_EXERCISE PROMPT:_ Restate the following records word for word without images.

[Opening RECORDS TO PROCESS section]

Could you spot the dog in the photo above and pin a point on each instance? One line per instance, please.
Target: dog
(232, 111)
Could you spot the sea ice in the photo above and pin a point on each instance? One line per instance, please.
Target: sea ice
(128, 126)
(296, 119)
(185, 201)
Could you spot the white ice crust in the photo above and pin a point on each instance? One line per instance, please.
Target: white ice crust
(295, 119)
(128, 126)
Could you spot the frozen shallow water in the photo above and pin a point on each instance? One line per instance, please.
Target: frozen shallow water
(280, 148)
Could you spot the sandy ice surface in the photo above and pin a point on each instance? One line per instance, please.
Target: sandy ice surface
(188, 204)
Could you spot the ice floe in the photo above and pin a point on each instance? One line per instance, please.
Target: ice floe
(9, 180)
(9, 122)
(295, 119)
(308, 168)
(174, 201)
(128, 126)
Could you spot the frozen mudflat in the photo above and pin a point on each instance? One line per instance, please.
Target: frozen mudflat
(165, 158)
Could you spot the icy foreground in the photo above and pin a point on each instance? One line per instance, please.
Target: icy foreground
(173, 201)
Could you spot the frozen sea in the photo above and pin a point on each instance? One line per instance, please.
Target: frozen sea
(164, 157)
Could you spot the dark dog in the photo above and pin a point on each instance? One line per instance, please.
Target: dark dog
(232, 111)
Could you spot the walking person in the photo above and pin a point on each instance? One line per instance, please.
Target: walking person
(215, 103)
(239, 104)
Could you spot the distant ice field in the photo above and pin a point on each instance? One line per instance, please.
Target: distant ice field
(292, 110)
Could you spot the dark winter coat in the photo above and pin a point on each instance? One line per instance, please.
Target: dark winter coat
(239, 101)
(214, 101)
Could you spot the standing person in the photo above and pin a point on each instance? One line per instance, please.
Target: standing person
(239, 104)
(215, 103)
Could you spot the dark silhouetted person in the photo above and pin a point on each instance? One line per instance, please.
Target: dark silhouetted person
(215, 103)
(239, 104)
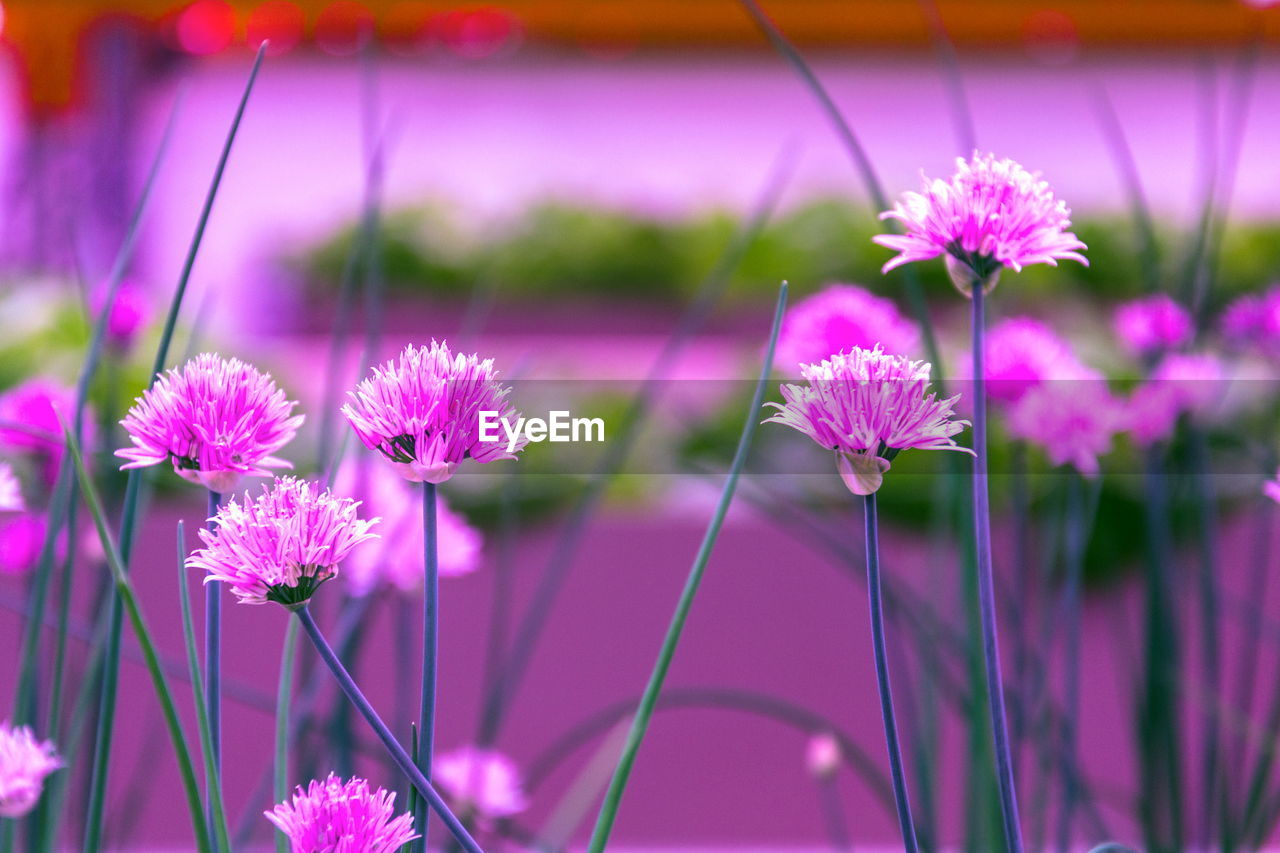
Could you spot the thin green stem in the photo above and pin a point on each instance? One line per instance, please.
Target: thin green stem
(653, 689)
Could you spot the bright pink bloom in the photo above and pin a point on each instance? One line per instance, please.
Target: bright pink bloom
(1180, 384)
(867, 406)
(1152, 324)
(10, 491)
(398, 562)
(282, 544)
(1073, 422)
(481, 781)
(215, 419)
(22, 537)
(336, 816)
(423, 411)
(992, 213)
(839, 318)
(23, 765)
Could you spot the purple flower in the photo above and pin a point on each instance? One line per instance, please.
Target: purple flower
(23, 765)
(421, 411)
(215, 419)
(282, 544)
(1073, 422)
(10, 491)
(991, 214)
(398, 561)
(836, 319)
(867, 406)
(483, 781)
(336, 816)
(1152, 324)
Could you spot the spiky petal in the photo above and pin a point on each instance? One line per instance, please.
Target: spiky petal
(215, 420)
(280, 544)
(867, 405)
(421, 411)
(24, 762)
(336, 816)
(990, 214)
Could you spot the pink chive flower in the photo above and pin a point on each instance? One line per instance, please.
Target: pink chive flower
(22, 538)
(1191, 383)
(991, 214)
(336, 816)
(282, 544)
(24, 762)
(10, 491)
(215, 420)
(867, 406)
(1073, 422)
(1152, 324)
(836, 319)
(481, 781)
(398, 561)
(421, 411)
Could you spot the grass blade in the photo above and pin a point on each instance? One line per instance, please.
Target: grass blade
(644, 714)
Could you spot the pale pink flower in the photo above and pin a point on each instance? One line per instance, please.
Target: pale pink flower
(836, 319)
(421, 411)
(24, 762)
(481, 781)
(215, 420)
(991, 214)
(10, 491)
(1152, 324)
(865, 406)
(1073, 422)
(336, 816)
(282, 544)
(398, 561)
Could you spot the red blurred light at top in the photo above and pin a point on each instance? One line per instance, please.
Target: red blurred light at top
(278, 22)
(343, 27)
(206, 27)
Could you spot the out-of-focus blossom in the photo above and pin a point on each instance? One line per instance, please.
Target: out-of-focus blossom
(282, 544)
(1022, 354)
(991, 214)
(839, 318)
(865, 406)
(398, 560)
(131, 311)
(1073, 422)
(336, 816)
(24, 762)
(481, 781)
(823, 755)
(215, 420)
(1191, 383)
(10, 491)
(22, 537)
(421, 411)
(1152, 324)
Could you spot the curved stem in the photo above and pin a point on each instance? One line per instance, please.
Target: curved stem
(430, 652)
(895, 751)
(987, 585)
(397, 752)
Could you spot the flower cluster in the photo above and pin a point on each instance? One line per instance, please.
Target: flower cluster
(836, 319)
(215, 420)
(867, 405)
(421, 411)
(336, 816)
(991, 214)
(282, 544)
(481, 781)
(24, 762)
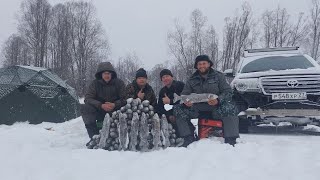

[Closing RECORDS TO PROCESS section]

_TASK ANSWER:_
Could you spot the dog in the photo above and pin a point on each instance? One line per instance, please.
Target: dog
(232, 111)
Could you spot the sea ice in the photo above and pin a point on each instance? One line per instance, please.
Target: sea ice
(128, 126)
(296, 119)
(185, 201)
Could you spot the white ice crust in the photo above and pin a point on each instance? One line per instance, please.
Target: white ice crust
(295, 119)
(128, 126)
Could you spot the frozen shallow water in the photo above and pin a point on each instance? One line per instance, please.
Target: frozen shallow water
(280, 148)
Could you spot the sandy ice surface in the photo above and pin a point on each instance? One line per instance, please.
Target: sandy ice surface
(188, 204)
Could you spot the ice floe in the photo above and pin a point on each instance? One line per instance, please.
Target: ice floe
(9, 180)
(9, 122)
(295, 119)
(308, 168)
(174, 201)
(128, 126)
Could you spot the frozen mudflat in the photo above and pin a point on each instance? One line per instance, please.
Target: frozen mudflat
(165, 158)
Could you spot the icy foreground in the photo above and pin a point on each instance? One line per instance, please.
Target: icy foreground
(173, 201)
Could you spot the frozen sea in the photo above and pin a point on each instance? One line per instance, please.
Target: frozen sea
(164, 157)
Could you spot the dark dog in the photo above and pin a point on each instance? One line per instance, please.
Target: dark dog
(232, 111)
Could you spot the walking person in the photo above and pin a point on each instance? One line per instance, please.
Target: walking person
(215, 103)
(239, 104)
Could you spot the distant ice field in the photo above and pin a point on each instance? One line per instance, please.
Target: distant ice field
(292, 110)
Could you spot the dark winter coat in the photo above and pin a point on each instance? One line per instance, please.
Target: dark winter coat
(239, 101)
(214, 101)
Could you spot the standing person in the photo above and pin a point on each instance? One line per instance, please.
Target: standing person
(239, 104)
(215, 103)
Could you spot the dark silhouetted person in the photo above and pin a point on each instance? One line per instance, please.
Target: dark silhouetted person
(215, 103)
(239, 104)
Could you spot the thin green stem in the photo above and pin a point on each instance? One line per instance, please.
Target: thin green stem
(653, 689)
Could you spot the bright pink bloom in the photo above and pin a point on each instance? One line per instance, please.
Target: bright pink bloom
(1180, 384)
(867, 406)
(1152, 324)
(10, 491)
(398, 562)
(282, 544)
(1073, 422)
(481, 781)
(215, 419)
(22, 537)
(336, 816)
(423, 411)
(992, 213)
(839, 318)
(23, 765)
Could you spot the purple flower in the photo above and pin a point on each instance? One line per instance, please.
Target: purple flower
(23, 765)
(421, 411)
(215, 419)
(282, 544)
(1073, 422)
(10, 491)
(991, 214)
(398, 561)
(836, 319)
(867, 406)
(483, 781)
(336, 816)
(1152, 324)
Could you spot the spiky petal in the photo above and pin a point on each instance? One line per instance, please.
Target: spiky petal
(215, 420)
(280, 544)
(867, 405)
(421, 411)
(24, 762)
(336, 816)
(990, 214)
Could you spot the pink chive flower in the photo above and pin a point on each instance? One line per instance, please.
Target: pink chive flower
(22, 538)
(1191, 383)
(991, 214)
(336, 816)
(282, 544)
(24, 762)
(10, 491)
(215, 420)
(867, 406)
(1073, 422)
(1152, 324)
(836, 319)
(481, 781)
(398, 561)
(421, 411)
Could you spot the grass blade in the photo above and pin a point on each instance? One line per instance, please.
Target: grass blade
(644, 714)
Could you spot the pale pink flower in the photo above and pin a point on each instance? One line per instance, please.
Target: pale pink flower
(836, 319)
(421, 411)
(24, 762)
(481, 781)
(215, 420)
(991, 214)
(10, 491)
(1152, 324)
(865, 406)
(1073, 422)
(336, 816)
(282, 544)
(398, 561)
Could you spot the red blurred light at top in the photo above and pin a point on each instance? One line per instance, please.
Target: red blurred light at top
(278, 22)
(343, 27)
(206, 27)
Could you spot the out-of-focus blossom in the photo above and pin a point on each instance? One line per instance, please.
Target: out-of-focus blossom
(282, 544)
(1022, 354)
(991, 214)
(839, 318)
(865, 406)
(398, 560)
(131, 311)
(1073, 422)
(336, 816)
(24, 762)
(481, 781)
(823, 755)
(215, 420)
(1191, 383)
(10, 491)
(22, 537)
(421, 411)
(1152, 324)
Could you spot the curved stem in the photo above and pin a point on each instance? One line per instance, please.
Target: curved stem
(430, 652)
(895, 751)
(987, 585)
(397, 752)
Could you spot the flower cluster in the photo above and pin a point on each instance? One line per instance, please.
Target: flower cluster
(836, 319)
(215, 420)
(867, 405)
(421, 411)
(336, 816)
(991, 214)
(282, 544)
(481, 781)
(24, 762)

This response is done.